*How to complete this task*:
Below are the records; give again exactly the line with "Target: window", the line with "column 291, row 528", and each line that lies between them, and nothing besides.

*Dataset*:
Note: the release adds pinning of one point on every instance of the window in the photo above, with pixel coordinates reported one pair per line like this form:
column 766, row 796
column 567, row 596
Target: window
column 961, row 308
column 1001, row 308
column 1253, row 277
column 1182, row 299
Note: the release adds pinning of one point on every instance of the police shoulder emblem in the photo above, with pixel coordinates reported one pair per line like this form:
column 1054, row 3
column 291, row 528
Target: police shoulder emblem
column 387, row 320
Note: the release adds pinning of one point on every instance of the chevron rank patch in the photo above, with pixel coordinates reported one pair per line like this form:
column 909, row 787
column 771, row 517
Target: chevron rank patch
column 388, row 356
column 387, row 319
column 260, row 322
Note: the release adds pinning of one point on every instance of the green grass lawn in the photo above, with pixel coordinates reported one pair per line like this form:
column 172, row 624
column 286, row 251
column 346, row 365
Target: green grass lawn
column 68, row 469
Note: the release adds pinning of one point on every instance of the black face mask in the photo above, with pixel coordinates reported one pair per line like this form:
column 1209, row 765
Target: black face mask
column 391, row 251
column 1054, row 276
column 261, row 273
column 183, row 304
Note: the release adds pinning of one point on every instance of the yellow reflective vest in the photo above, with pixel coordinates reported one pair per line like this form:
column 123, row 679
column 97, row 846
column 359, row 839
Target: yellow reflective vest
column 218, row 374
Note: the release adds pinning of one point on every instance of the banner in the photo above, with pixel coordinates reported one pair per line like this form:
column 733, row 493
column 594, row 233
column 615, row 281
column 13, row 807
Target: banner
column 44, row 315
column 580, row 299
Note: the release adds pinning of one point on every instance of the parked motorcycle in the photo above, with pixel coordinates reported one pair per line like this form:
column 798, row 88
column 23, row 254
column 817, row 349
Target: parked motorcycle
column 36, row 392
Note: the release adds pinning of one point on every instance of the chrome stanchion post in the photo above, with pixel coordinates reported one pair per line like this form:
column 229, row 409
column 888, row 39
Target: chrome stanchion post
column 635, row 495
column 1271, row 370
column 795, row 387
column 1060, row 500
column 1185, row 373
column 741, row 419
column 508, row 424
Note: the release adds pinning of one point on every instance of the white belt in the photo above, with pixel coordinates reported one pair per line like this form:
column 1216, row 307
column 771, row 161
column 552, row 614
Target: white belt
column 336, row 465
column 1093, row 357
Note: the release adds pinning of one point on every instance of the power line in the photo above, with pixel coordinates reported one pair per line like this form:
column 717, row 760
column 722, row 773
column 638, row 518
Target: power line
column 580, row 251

*Exercise response*:
Target: window
column 961, row 308
column 1001, row 308
column 1253, row 277
column 1182, row 299
Note: the release adds pinning of one point on every instance of the police shoulder emblem in the photo above, with pixel coordinates reported one pair per line like this form:
column 1054, row 3
column 291, row 528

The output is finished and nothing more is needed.